TASK STATEMENT:
Exact reproduction of the following data is required.

Saved data entries
◆ ◆ ◆ ◆ ◆
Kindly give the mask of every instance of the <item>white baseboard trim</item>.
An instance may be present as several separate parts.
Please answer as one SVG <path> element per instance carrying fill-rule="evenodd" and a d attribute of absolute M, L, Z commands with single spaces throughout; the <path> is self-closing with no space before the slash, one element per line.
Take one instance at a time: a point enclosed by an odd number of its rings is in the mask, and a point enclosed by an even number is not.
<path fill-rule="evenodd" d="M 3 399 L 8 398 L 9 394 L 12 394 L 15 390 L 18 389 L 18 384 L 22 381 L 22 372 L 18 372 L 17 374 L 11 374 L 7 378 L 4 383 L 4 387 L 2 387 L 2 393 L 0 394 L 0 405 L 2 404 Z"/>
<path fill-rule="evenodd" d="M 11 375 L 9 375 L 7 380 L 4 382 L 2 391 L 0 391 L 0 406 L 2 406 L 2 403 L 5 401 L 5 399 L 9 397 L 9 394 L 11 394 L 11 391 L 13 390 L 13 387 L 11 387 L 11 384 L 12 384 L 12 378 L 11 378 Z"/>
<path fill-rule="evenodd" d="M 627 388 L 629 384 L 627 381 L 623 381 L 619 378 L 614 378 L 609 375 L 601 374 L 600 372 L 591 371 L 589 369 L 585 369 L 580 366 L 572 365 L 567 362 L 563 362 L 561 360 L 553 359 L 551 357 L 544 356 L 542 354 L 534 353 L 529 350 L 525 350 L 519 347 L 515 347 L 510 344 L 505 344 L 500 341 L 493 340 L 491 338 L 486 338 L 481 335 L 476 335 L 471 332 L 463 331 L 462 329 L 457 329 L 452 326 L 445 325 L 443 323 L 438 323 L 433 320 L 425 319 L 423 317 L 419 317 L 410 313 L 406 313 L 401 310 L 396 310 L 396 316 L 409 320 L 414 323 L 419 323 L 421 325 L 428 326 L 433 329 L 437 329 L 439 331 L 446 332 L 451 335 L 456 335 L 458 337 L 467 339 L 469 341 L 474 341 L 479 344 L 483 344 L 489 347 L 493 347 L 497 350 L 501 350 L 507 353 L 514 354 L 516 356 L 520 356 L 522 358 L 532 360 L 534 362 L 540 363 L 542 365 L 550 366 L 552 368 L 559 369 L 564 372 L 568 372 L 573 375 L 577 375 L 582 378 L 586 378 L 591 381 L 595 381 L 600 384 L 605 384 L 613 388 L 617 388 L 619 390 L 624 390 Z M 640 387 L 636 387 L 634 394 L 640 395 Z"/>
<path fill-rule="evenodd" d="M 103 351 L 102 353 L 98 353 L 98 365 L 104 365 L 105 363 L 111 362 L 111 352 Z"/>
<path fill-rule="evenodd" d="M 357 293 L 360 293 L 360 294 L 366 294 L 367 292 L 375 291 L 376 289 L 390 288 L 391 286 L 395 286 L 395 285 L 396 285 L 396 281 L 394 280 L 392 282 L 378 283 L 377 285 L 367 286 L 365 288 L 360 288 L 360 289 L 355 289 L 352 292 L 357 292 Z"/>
◆ ◆ ◆ ◆ ◆
YOUR RESPONSE:
Kindly give the mask of every instance of the <item>white baseboard trim</item>.
An instance may be present as several separate parts.
Please answer as one SVG <path> element per instance carrying fill-rule="evenodd" and a d attribute of absolute M, L, Z commands with single spaces throughout; the <path> is self-closing with no space before the slash, one element per line.
Take one instance at a time: a point enclosed by an odd number of its rings is in the mask, and a point enclosed by an even number is not.
<path fill-rule="evenodd" d="M 3 399 L 8 398 L 9 394 L 12 394 L 15 390 L 18 389 L 18 384 L 22 381 L 22 372 L 18 372 L 17 374 L 11 374 L 7 378 L 4 383 L 4 387 L 2 387 L 2 393 L 0 394 L 0 405 L 2 404 Z"/>
<path fill-rule="evenodd" d="M 11 375 L 9 375 L 7 380 L 4 382 L 2 391 L 0 391 L 0 406 L 2 406 L 2 403 L 5 401 L 5 399 L 9 397 L 9 394 L 11 394 L 11 391 L 13 390 L 13 387 L 11 387 L 11 384 L 12 384 L 12 378 L 11 378 Z"/>
<path fill-rule="evenodd" d="M 627 388 L 629 384 L 627 381 L 623 381 L 619 378 L 614 378 L 609 375 L 601 374 L 600 372 L 591 371 L 589 369 L 585 369 L 580 366 L 572 365 L 567 362 L 563 362 L 561 360 L 553 359 L 551 357 L 544 356 L 542 354 L 534 353 L 529 350 L 525 350 L 519 347 L 515 347 L 510 344 L 505 344 L 500 341 L 493 340 L 491 338 L 486 338 L 481 335 L 476 335 L 471 332 L 463 331 L 462 329 L 457 329 L 452 326 L 445 325 L 443 323 L 438 323 L 433 320 L 425 319 L 423 317 L 419 317 L 410 313 L 406 313 L 401 310 L 396 310 L 396 316 L 409 320 L 414 323 L 419 323 L 421 325 L 428 326 L 433 329 L 437 329 L 439 331 L 446 332 L 451 335 L 456 335 L 458 337 L 467 339 L 469 341 L 474 341 L 479 344 L 483 344 L 489 347 L 493 347 L 497 350 L 501 350 L 507 353 L 514 354 L 516 356 L 520 356 L 522 358 L 532 360 L 534 362 L 540 363 L 542 365 L 550 366 L 552 368 L 559 369 L 564 372 L 568 372 L 573 375 L 577 375 L 582 378 L 586 378 L 591 381 L 595 381 L 600 384 L 605 384 L 613 388 L 617 388 L 619 390 L 624 390 Z M 640 387 L 636 387 L 634 394 L 640 395 Z"/>
<path fill-rule="evenodd" d="M 103 351 L 102 353 L 98 353 L 98 365 L 104 365 L 105 363 L 111 362 L 111 352 Z"/>
<path fill-rule="evenodd" d="M 357 293 L 360 293 L 360 294 L 366 294 L 367 292 L 375 291 L 376 289 L 390 288 L 391 286 L 395 286 L 395 285 L 396 285 L 396 281 L 394 280 L 392 282 L 378 283 L 377 285 L 367 286 L 365 288 L 360 288 L 360 289 L 355 289 L 352 292 L 357 292 Z"/>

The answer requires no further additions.